### THE TASK
Retype each record shown below, leaving every character as it is.

### RECORDS TO USE
===============

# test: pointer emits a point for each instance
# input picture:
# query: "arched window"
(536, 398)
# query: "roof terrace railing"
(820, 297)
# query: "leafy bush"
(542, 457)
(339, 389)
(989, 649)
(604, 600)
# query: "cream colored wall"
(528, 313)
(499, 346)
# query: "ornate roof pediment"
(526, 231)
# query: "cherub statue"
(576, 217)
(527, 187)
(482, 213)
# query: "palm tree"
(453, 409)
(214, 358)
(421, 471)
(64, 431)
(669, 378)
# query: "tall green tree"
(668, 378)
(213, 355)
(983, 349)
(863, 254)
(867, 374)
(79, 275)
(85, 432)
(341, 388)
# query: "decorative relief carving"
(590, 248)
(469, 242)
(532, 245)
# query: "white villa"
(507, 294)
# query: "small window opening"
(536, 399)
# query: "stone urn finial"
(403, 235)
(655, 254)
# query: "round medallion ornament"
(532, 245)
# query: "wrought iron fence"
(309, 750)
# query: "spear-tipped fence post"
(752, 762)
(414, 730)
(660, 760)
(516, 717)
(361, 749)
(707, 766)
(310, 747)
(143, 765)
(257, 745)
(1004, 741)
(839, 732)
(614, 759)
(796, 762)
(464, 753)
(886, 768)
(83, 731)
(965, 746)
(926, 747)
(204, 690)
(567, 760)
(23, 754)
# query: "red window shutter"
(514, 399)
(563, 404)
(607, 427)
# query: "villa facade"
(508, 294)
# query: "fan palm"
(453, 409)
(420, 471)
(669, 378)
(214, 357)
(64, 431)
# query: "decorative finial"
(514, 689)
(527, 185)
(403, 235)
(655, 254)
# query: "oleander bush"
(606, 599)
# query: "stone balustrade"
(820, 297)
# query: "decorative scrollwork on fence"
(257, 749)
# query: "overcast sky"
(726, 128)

===============

### THE RESPONSE
# test: pointer emits a point for each instance
# input picture:
# query: "arched window"
(536, 398)
# query: "roof terrace railing"
(820, 297)
# query: "leafy bush"
(542, 457)
(339, 389)
(989, 649)
(604, 600)
# query: "cream colored wall"
(528, 313)
(499, 346)
# query: "ornate roof pediment"
(526, 231)
# query: "cherub statue"
(576, 217)
(527, 187)
(482, 213)
# query: "palm tree"
(453, 409)
(214, 358)
(421, 471)
(64, 431)
(669, 378)
# query: "tall green tree"
(668, 378)
(213, 355)
(983, 349)
(863, 254)
(867, 374)
(79, 275)
(85, 432)
(341, 388)
# query: "decorative relief carving"
(590, 248)
(469, 242)
(532, 245)
# query: "white villa"
(507, 294)
# query: "small window opening"
(536, 399)
# query: "stone urn finial"
(403, 235)
(655, 254)
# query: "round medallion ornament"
(532, 245)
# query: "wrought iron fence"
(309, 750)
# query: "spear-tipped fence post"
(752, 762)
(414, 730)
(660, 760)
(516, 717)
(361, 749)
(707, 766)
(310, 747)
(143, 765)
(257, 745)
(1004, 741)
(839, 732)
(614, 759)
(796, 762)
(464, 753)
(886, 768)
(83, 731)
(965, 746)
(926, 747)
(204, 690)
(567, 760)
(23, 754)
# query: "red window shutter"
(514, 399)
(563, 404)
(607, 427)
# query: "villa facade"
(508, 294)
# query: "fan palm"
(453, 409)
(420, 471)
(669, 378)
(214, 357)
(64, 431)
# query: "decorative finial"
(514, 689)
(527, 185)
(403, 235)
(655, 254)
# query: "oleander bush"
(606, 599)
# query: "stone balustrade"
(820, 297)
# query: "decorative scrollwork on fence"
(257, 749)
# query: "overcast sky"
(726, 128)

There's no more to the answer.